TO DO — Reproduce the records exactly.

* start PROVIDED INFORMATION *

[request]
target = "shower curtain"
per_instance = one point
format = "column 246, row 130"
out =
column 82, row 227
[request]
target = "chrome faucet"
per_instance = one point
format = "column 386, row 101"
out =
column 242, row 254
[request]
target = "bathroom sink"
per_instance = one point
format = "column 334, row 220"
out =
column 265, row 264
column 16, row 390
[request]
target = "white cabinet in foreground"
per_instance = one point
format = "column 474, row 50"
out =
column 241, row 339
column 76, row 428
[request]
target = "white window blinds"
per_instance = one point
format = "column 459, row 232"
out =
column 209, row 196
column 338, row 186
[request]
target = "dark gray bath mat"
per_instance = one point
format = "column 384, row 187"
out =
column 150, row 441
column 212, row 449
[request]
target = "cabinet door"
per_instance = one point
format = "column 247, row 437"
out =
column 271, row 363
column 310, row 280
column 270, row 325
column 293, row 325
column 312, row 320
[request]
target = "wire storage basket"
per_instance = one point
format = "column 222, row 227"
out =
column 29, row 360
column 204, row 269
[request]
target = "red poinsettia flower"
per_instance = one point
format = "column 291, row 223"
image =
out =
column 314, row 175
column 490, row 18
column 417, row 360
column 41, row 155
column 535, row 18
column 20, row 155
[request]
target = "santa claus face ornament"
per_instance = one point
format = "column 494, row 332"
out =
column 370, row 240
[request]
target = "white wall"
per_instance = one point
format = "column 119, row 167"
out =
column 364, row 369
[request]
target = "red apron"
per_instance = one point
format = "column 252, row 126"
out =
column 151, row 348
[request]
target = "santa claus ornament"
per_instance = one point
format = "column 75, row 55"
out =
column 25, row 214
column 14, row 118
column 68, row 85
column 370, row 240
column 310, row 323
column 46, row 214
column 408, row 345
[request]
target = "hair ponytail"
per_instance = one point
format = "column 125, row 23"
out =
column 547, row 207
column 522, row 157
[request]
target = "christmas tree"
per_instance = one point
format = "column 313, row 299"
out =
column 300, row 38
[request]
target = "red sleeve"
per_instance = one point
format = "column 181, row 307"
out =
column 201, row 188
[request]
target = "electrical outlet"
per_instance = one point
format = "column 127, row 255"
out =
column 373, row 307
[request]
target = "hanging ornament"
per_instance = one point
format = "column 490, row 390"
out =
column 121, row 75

* end PROVIDED INFORMATION *

COMPLETE ANSWER —
[request]
target = "shower curtain"
per_instance = one point
format = "column 246, row 130"
out =
column 82, row 227
[request]
target = "chrome faucet"
per_instance = one point
format = "column 386, row 101"
out =
column 242, row 254
[request]
target = "bathroom sink"
per_instance = one point
format = "column 334, row 220"
out =
column 265, row 264
column 16, row 390
[request]
target = "white cabinet in foreground"
per_instance = one point
format = "column 474, row 50"
out =
column 241, row 339
column 76, row 428
[request]
target = "white window blinds"
per_instance = one point
format = "column 459, row 232"
out =
column 209, row 196
column 338, row 186
[request]
target = "dark gray bath mat"
per_instance = one point
format = "column 384, row 187"
out =
column 150, row 441
column 212, row 449
[request]
target = "cabinet door"
per_instance = one point
format = "column 247, row 437"
out =
column 271, row 363
column 310, row 280
column 270, row 325
column 293, row 325
column 312, row 320
[request]
target = "wire storage basket"
per_instance = one point
format = "column 222, row 227"
out =
column 29, row 360
column 204, row 269
[request]
target = "red poinsettia flower"
per_instance = one point
format = "column 291, row 223"
image =
out =
column 314, row 175
column 490, row 18
column 417, row 360
column 41, row 155
column 535, row 18
column 20, row 155
[request]
target = "santa claus face ornament"
per_instance = one point
format = "column 494, row 332"
out =
column 370, row 240
[request]
target = "white wall"
per_instance = one point
format = "column 119, row 167"
out =
column 364, row 369
[request]
target = "red apron"
per_instance = one point
format = "column 252, row 126"
out =
column 151, row 348
[request]
target = "santa claus ornament"
per_instance = one point
format = "column 75, row 55"
out =
column 25, row 214
column 14, row 118
column 68, row 85
column 370, row 240
column 310, row 323
column 46, row 214
column 408, row 345
[request]
target = "hair ponytail"
per_instance = one point
format = "column 125, row 23"
out =
column 547, row 207
column 522, row 157
[request]
target = "christmas tree"
per_instance = one point
format = "column 313, row 299"
out =
column 300, row 38
[request]
target = "red sleeve"
per_instance = one point
format = "column 181, row 307"
out =
column 201, row 188
[request]
target = "electrical outlet"
per_instance = one point
format = "column 127, row 255"
out =
column 373, row 307
[request]
target = "hanging ornament"
per_instance = one point
format = "column 490, row 390"
out =
column 121, row 75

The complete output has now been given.